━━ Source document ━━

The Stradling family served as magistrates, members of parliament, sheriffs and deputy lieutenants of Glamorganshire from the 13th to the 18th centuries. A number achieved more than local fame. The third Sir Edward Stradling, in a run of nine Edwards, fought at the Battle of Agincourt, married a great-granddaughter of Edward III and established himself as a powerful landowner and courtier. One of Edward's sons, Henry, was seized by pirates in the Bristol Channel while travelling from his Somerset estates to St Donat's, and was released only on payment of a large ransom. This event has subsequently been much embellished by, among others, Taliesin Williams in his account The Doom of Colyn Dolphyn: A Poem, with Notes Illustrative of Various Traditions of Glamorganshire, which involves the eponymous Breton pirate and the witch Mallt-y-Nos.
Henry Stradling's nautical misadventures continued; after acceding to the baronetcy, he died of a fever at Famagusta, returning from a pilgrimage to the Holy Land.

━━━

▶ _Exercise details_
Copy the passage about the Stradling family word for word, starting at "Henry Stradling's nautical" and ending at "the Holy Land.".

━━ Data section ━━

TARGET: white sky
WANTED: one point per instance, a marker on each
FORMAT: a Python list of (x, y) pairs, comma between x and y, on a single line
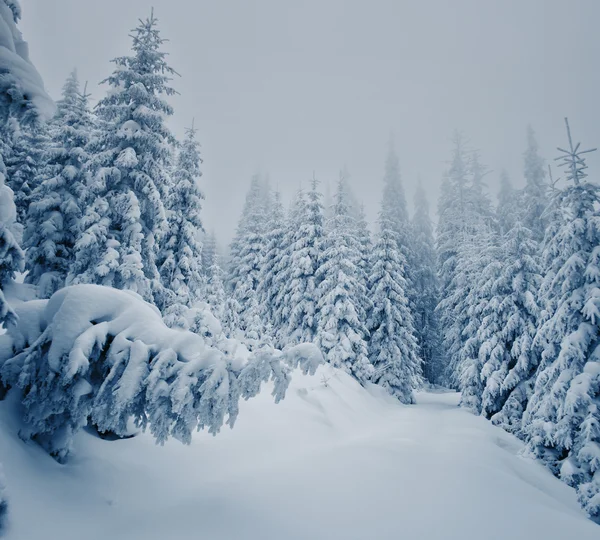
[(287, 87)]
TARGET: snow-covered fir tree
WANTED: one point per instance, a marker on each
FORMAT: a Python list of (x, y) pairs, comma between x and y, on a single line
[(268, 284), (342, 334), (281, 288), (451, 235), (180, 258), (396, 212), (60, 199), (126, 223), (562, 421), (246, 257), (508, 325), (27, 164), (507, 210), (535, 194), (393, 348), (306, 252), (425, 282)]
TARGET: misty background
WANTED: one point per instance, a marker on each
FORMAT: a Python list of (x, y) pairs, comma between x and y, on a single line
[(288, 88)]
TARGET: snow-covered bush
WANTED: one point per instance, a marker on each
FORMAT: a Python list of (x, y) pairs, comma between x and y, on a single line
[(100, 355), (3, 498)]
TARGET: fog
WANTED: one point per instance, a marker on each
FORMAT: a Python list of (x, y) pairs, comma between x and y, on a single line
[(288, 88)]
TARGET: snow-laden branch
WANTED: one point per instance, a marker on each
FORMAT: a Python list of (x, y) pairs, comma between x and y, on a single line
[(100, 355)]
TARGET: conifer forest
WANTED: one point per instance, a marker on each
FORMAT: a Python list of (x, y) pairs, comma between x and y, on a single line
[(300, 354)]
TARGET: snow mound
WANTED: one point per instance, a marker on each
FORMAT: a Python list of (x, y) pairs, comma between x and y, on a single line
[(333, 460)]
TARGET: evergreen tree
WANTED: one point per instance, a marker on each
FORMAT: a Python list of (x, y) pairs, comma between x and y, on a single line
[(27, 164), (561, 421), (58, 202), (426, 318), (535, 194), (281, 289), (507, 209), (11, 255), (507, 329), (181, 257), (269, 284), (395, 211), (341, 331), (452, 234), (246, 259), (393, 347), (210, 252), (305, 258), (125, 225)]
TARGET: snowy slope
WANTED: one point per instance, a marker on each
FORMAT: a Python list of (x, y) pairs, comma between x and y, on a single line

━━━

▶ _Solution_
Henry Stradling's nautical misadventures continued; after acceding to the baronetcy, he died of a fever at Famagusta, returning from a pilgrimage to the Holy Land.